Si tenemos en cuenta, como suele argumentarse, que la existencia del mismo comienza con la coronación del rey García I, ahí tenemos una primera traición… y no pequeña, puesto que se levanta hijo contra padre y esposa contra esposo.

Colección Reyes de Asturias del Ayuntamiento de Oviedo
Vaya por adelantado, sin embargo, que muchos historiadores retrotraen la existencia del Reino de León al reinado de Alfonso III, el Magno, o incluso al de su padre, Ordoño I. En efecto, la ciudad de Legio estaba ya lista para recibir a la corte; era un lugar ideal para el traslado de la misma desde Oviedo y aquello no podía escandalizar ni sorprender a nadie puesto que, en el pasado, se habían producido otros traslados en el Asturorum Regnum (de Cangas de Onís a San Martín del Rey Aurelio luego a Pravia, y finalmente a Oviedo). De hecho, Legio, no solo contaba con el prestigio de haber albergado durante más de cuatro siglos le única legión romana permanente en la Península, sino que, gracias a sus recias murallas, ofrecía a la corte astur un lugar seguro, más próximo a la frontera, sin tener que atravesar la cordillera Cantábrica cada vez que se decidía una nueva incursión en tierra enemiga.
Ello sin olvidar que aún se conservaban también determinados edificios que, con una leve adaptación, podían servir hasta de palacio real, y todo esto, naturalmente, sin salir de los dominios de la tierra astur, puesto que el río que había dado nombre a este pueblo, tan belicoso contra Roma, corre 17 kilómetros más al sur de la que será, hasta 1230, la urbe regia, y durante más de 20 años, la capital imperial, León.
Conviene seguir insistiendo en este tipo de asertos puesto que el presentismo que nos invade (no se puede hablar con propiedad, por ejemplo, de “Reino de Asturias”, sino del “Reino de los Astures” o, si se quiere, en la última época de su permanencia en la Asturia transmontana, del Ovetao Regnum) y el relativismo al que nos someten (la existencia de una supuesta “corona de Castilla», el Reino de León “desaparece en 1230”, etc. y barbaridades históricas semejantes) no permiten una reposada reflexión sobre los verdaderos acontecimientos.

García I de León, por Mariano de la Roca y Delgado expuesta en el Congreso de los Diputados.

# TAREA ASIGNADA A
Identifica y copia cada línea de los registros de abajo que contenga la cadena "woman".

# MATERIAL DE ORIGEN
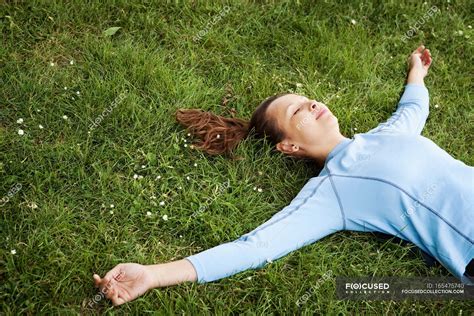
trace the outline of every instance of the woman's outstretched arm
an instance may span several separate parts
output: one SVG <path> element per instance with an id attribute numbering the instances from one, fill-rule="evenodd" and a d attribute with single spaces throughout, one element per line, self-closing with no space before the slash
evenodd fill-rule
<path id="1" fill-rule="evenodd" d="M 149 289 L 186 281 L 212 282 L 264 266 L 343 229 L 344 218 L 327 176 L 311 178 L 289 205 L 240 238 L 184 259 L 156 265 L 119 264 L 95 284 L 114 305 Z"/>
<path id="2" fill-rule="evenodd" d="M 197 280 L 196 270 L 186 259 L 153 265 L 121 263 L 104 278 L 97 274 L 93 277 L 95 286 L 114 305 L 134 300 L 150 289 Z"/>
<path id="3" fill-rule="evenodd" d="M 367 133 L 403 133 L 419 135 L 429 115 L 429 93 L 424 78 L 428 74 L 432 59 L 429 49 L 423 45 L 408 57 L 408 73 L 405 91 L 397 109 L 390 118 Z"/>

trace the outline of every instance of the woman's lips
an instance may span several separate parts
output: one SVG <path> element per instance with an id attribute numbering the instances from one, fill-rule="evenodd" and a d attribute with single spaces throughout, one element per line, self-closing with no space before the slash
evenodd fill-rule
<path id="1" fill-rule="evenodd" d="M 318 115 L 316 116 L 316 119 L 319 119 L 322 115 L 324 115 L 324 113 L 326 113 L 328 110 L 326 108 L 322 108 Z"/>

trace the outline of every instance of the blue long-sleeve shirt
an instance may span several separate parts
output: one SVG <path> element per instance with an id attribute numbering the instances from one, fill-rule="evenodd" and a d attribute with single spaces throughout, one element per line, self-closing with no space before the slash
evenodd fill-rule
<path id="1" fill-rule="evenodd" d="M 198 283 L 259 268 L 341 231 L 413 242 L 465 284 L 474 258 L 474 168 L 421 136 L 424 85 L 407 84 L 395 112 L 332 149 L 289 205 L 237 240 L 186 257 Z"/>

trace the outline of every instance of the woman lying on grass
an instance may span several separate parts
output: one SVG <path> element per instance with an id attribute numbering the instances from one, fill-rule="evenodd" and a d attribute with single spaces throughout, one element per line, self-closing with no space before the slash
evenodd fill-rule
<path id="1" fill-rule="evenodd" d="M 431 55 L 420 46 L 408 61 L 396 111 L 351 139 L 341 135 L 325 104 L 296 94 L 269 97 L 250 122 L 179 110 L 178 121 L 203 140 L 199 147 L 209 154 L 229 153 L 254 135 L 324 167 L 288 206 L 237 240 L 169 263 L 119 264 L 104 278 L 94 274 L 96 287 L 120 305 L 152 288 L 211 282 L 262 267 L 341 230 L 397 236 L 474 284 L 474 168 L 420 135 L 429 113 L 423 80 Z"/>

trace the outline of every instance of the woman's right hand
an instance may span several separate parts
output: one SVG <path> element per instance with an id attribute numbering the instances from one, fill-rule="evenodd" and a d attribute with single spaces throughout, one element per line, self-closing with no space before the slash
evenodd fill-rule
<path id="1" fill-rule="evenodd" d="M 95 286 L 117 306 L 134 300 L 153 287 L 149 266 L 121 263 L 107 272 L 104 278 L 93 275 Z"/>
<path id="2" fill-rule="evenodd" d="M 420 45 L 415 49 L 410 57 L 408 57 L 409 72 L 416 73 L 416 75 L 424 78 L 428 74 L 428 69 L 431 66 L 431 53 L 425 46 Z"/>

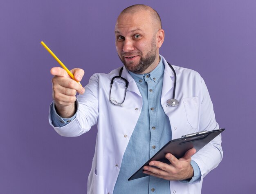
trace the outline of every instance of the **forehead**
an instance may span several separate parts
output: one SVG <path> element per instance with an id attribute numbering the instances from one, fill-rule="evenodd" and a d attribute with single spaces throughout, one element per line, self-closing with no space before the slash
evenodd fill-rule
<path id="1" fill-rule="evenodd" d="M 122 13 L 117 18 L 115 33 L 151 31 L 153 27 L 152 20 L 146 12 Z"/>

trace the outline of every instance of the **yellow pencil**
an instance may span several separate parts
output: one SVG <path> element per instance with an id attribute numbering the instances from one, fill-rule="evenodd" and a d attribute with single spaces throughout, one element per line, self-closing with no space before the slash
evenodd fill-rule
<path id="1" fill-rule="evenodd" d="M 75 78 L 74 76 L 74 75 L 72 74 L 72 73 L 71 73 L 70 71 L 68 70 L 68 69 L 66 67 L 66 66 L 65 66 L 65 65 L 62 63 L 62 62 L 61 61 L 61 60 L 60 60 L 58 58 L 58 57 L 57 57 L 57 56 L 54 54 L 52 52 L 52 51 L 50 49 L 49 49 L 48 47 L 46 46 L 46 45 L 45 45 L 44 43 L 44 42 L 43 41 L 41 42 L 41 44 L 45 48 L 46 50 L 47 50 L 49 53 L 50 53 L 50 54 L 52 55 L 52 56 L 53 58 L 55 58 L 57 61 L 58 61 L 58 62 L 59 64 L 61 66 L 61 67 L 62 67 L 63 69 L 64 69 L 66 71 L 67 71 L 67 73 L 68 75 L 71 77 L 71 78 L 73 79 L 75 81 L 76 81 L 76 82 L 79 83 L 80 85 L 81 85 L 81 86 L 82 86 L 82 85 L 80 83 L 80 82 L 77 81 L 75 79 Z"/>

# TAREA ASIGNADA B
En el fragmento proporcionado, sustituye "traición" por "deslealtad" y reproduce el tramo que va desde "Si tenemos en" hasta "esposa contra esposo.", ambos inclusive.

# RESULTADO FINAL A
trace the outline of every instance of the woman's outstretched arm
trace the outline of every instance of the woman's lips
trace the outline of every instance of the woman lying on grass
trace the outline of every instance of the woman's right hand

# RESULTADO FINAL B
Si tenemos en cuenta, como suele argumentarse, que la existencia del mismo comienza con la coronación del rey García I, ahí tenemos una primera deslealtad… y no pequeña, puesto que se levanta hijo contra padre y esposa contra esposo.